> **What you should do**
Continue the account of David's rehabilitation below from the point where it stops.

> **Text**
================

After enduring months on the emotional roller coaster called life, our persistence began to pay off as David showed small, but positive signs of progress. He was upgraded as recovery took place, from acute-care to what is called Stage 1 Rehabilitation. This is when the patent has a daily routine of exercise and activities designed to rehabilitate the areas of every-day life called occupational therapy (O/T), speech, and cognition (Speech Pathology), and physical therapy (P/T).
In March, I returned to Florida to keep an eye on the liquidation of items at the E-bay store while David’s dad stayed in Ohio to work. We wrestled with legal issues associated with the shutdown of David’s company, all the while continuing our family’s oversight of his recovery.
Family visited the facility at least twice a week like clockwork, and either my sister or I called David’s case managers during or after our visits when they were not available. When David moved from area to area within the facility, new case managers were assigned. Each time that happened we had to reestablish a relationship with that person and make him/her aware of our expectations.
Shortly after the move from acute-care to post-care, the doctors at the facility prescribed drugs to keep him calmer but it just made him drowsy. We initially saw the benefit of this, but later began to wonder if it was done to eliminate the cost of a one-on-one or to cooperate during rehab sessions. Again, we had to trust these strangers. Disturbing issues started to crop up on the Client Assessment Report. Depression was mentioned and David’s weight continued to decline – which made me extremely worried and stressed.
David became highly agitated when taken to P/T and did not want to cooperate during other sessions. We totally got that! He didn’t want to be there, but his inability to speak (termed Aphasia) hindered most communication. We now know that the P/T exercises were extremely painful to him and he was swearing at them but no one could understand what he was saying.
It became a comedy routine as we tried to think up new ways to get him to his therapies. The ramp leading to one building had a guardrail that we tried to bypass because he would hang on to if he could reach it as it was at the right height to grab from the sitting position of his wheelchair. Or he would motion that he wanted us to go left…and we would go right and the comical process of hand motions would go on until one of us could convince him that everything was okay.
As wearisome as this was, the fact he was fighting back was wonderful. His grip was amazing, showing us his upper body strength in reaching beyond his chair. But it also revealed that he had an understanding and awareness that was not present before…and we saw the possibilities emerge. This behavior persisted and we had to be creative in how we got him into and out of the buildings, and eventually we had to hide our cars so he wouldn’t try to make a “run” for it in his wheel chair. We saw this as all part of the recovery process and as difficult as it was to witness; we were committed to seeing it through.
David had a funny side to things and as a child; he went out of his way to be ‘the clown’. When he was in a humorous mood one day, he took a set of nose/glasses with a mustache attached and put them on, then gave us thumbs up. We let him know it was okay to be silly and it was reassuring to know that he still had that.

================

> **Extracted information**
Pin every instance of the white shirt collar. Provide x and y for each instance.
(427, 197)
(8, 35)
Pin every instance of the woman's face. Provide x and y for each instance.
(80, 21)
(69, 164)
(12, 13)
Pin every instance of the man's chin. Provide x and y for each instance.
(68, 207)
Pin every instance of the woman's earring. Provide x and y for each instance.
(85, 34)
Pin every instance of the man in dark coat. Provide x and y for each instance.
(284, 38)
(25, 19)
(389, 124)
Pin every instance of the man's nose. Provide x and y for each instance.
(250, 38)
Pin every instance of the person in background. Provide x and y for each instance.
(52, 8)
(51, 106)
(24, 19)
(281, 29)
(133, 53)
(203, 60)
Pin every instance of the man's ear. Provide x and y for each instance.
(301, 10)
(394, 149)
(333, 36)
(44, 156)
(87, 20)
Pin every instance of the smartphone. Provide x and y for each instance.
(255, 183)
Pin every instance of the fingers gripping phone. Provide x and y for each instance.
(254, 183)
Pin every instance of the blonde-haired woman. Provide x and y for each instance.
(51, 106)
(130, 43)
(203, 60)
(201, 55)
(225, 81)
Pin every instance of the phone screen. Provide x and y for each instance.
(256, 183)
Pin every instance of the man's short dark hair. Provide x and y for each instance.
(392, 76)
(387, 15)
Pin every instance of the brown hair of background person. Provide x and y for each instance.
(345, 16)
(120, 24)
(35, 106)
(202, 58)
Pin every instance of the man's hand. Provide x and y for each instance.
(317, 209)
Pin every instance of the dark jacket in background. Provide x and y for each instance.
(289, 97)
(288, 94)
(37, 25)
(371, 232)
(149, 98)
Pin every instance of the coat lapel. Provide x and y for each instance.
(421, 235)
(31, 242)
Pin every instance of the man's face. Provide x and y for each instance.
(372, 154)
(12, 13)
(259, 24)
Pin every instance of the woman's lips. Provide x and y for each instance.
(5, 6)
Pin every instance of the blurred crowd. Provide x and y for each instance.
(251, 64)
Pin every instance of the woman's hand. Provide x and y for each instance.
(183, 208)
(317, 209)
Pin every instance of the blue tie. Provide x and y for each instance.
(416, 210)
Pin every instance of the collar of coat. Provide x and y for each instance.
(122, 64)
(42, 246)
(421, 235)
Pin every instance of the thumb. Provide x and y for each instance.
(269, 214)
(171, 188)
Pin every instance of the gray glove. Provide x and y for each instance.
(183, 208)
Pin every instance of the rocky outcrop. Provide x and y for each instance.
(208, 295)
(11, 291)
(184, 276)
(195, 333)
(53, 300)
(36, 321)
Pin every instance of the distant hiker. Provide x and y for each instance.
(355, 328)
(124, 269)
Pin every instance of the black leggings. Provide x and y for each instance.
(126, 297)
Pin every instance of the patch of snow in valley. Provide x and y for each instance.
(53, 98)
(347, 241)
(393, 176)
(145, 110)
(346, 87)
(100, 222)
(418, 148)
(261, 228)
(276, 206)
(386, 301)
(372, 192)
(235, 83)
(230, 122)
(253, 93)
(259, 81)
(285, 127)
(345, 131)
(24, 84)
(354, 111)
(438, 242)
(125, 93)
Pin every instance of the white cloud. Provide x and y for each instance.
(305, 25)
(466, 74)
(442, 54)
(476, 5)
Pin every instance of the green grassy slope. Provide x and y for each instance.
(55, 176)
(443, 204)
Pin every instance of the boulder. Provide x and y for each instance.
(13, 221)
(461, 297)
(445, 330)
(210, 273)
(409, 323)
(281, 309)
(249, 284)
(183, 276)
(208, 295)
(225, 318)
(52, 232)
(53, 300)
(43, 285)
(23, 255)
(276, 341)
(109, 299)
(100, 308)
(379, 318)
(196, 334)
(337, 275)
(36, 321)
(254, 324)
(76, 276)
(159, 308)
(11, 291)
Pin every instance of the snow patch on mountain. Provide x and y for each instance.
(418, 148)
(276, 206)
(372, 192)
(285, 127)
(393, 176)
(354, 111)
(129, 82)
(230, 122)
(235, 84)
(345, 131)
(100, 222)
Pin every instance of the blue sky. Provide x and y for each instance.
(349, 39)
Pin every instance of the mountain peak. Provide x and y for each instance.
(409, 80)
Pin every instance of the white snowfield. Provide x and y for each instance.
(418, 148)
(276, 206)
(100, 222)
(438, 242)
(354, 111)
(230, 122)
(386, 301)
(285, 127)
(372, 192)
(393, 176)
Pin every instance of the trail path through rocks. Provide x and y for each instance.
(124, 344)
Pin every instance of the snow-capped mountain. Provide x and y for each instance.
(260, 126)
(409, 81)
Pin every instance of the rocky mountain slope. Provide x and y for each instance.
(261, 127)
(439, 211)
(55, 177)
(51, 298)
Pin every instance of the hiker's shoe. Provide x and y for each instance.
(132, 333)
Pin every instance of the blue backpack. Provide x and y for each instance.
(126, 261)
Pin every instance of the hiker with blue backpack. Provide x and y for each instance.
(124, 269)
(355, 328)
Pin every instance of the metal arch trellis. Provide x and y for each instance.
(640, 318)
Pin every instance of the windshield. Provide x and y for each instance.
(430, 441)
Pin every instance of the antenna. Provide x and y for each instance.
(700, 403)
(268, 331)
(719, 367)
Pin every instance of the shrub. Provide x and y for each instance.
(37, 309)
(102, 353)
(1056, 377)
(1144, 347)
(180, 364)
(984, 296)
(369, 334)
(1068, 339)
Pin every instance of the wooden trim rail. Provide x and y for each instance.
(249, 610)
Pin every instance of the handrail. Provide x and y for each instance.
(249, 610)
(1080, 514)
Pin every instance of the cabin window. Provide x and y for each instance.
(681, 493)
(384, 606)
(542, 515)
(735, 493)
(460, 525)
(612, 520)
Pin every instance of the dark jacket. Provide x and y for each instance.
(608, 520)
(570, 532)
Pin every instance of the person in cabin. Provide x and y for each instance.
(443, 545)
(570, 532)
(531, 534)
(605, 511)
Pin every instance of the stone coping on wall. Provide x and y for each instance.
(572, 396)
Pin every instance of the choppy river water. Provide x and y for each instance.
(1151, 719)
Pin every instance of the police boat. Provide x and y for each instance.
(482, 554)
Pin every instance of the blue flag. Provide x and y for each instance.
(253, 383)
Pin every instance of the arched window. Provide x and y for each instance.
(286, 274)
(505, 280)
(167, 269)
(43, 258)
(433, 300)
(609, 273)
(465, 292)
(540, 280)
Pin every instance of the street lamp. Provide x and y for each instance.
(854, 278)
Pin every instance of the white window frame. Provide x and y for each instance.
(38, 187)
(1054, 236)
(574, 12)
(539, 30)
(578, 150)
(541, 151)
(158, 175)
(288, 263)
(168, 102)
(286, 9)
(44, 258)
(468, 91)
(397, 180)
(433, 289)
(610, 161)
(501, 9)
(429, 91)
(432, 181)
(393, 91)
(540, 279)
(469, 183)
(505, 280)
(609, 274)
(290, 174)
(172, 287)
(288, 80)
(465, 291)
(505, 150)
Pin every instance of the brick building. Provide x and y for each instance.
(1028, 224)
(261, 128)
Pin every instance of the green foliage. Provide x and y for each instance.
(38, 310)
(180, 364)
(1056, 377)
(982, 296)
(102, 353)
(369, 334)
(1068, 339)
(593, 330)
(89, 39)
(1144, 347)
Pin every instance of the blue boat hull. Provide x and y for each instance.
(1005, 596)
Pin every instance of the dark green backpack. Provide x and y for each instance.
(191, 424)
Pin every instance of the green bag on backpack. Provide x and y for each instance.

================

> **Exercise answer**
It was during this time, that we began to see what we later termed the’ checking out phase’ of David’s wife. The more we became involved, the more she seemed to back away. We believed we had the same goal, which was to get David walking and out of the facility but it turned out she was not on board with some of our goals. Our concerns were compounded by the lack of information that we received, then later learned was being sent to her and not always passed on to us. Although a common occurrence with spouses of TBI victims, we did not realize this as a red flag that would eventually end David’s marriage.
Then a demand came from the facility to submit names and times of who would visit by Thursday of each week…and it became obvious they no longer wanted us to interfere. We were determined, however, to continue our oversight, no matter what the facility thought. Their dysfunction between staff and doctors would not deter us from our mission – which was to see that David received as much therapy as possible so he could continue to improve and move forward.
Since recovery from a TBI (Traumatic Brain Injury) is a marathon of sorts, we decided early on that we were in it for the long haul and felt that as a family, it was important to stay involved with every aspect of the rehabilitation process. My sister tried to establish a time-line for when David might be on a bowel and bladder program that the facility agreed to start with the first Client Report. We had many ‘plans of action’ and had to revise them when it didn’t work out but we kept at it until we found a solution. That’s what families do…they stick with it and don’t give up!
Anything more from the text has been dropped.